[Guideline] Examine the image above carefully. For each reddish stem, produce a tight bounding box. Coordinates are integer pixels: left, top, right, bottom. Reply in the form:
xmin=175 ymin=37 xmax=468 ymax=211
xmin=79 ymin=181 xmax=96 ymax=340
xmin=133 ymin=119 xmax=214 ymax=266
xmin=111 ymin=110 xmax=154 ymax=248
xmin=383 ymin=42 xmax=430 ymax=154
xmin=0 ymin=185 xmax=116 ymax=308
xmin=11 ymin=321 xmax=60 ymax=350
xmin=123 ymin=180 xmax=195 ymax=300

◆ ◆ ◆ ◆

Exercise
Copy all of the rows above character for character, changing nothing.

Correct response
[Guideline] Examine the image above carefully. For each reddish stem, produce a tight bounding box. Coordinates are integer pixels: left, top, right, bottom. Reply in the form:
xmin=175 ymin=37 xmax=468 ymax=211
xmin=79 ymin=181 xmax=96 ymax=340
xmin=133 ymin=119 xmax=214 ymax=266
xmin=111 ymin=110 xmax=154 ymax=248
xmin=383 ymin=42 xmax=430 ymax=154
xmin=0 ymin=185 xmax=116 ymax=308
xmin=11 ymin=321 xmax=60 ymax=350
xmin=123 ymin=180 xmax=195 ymax=300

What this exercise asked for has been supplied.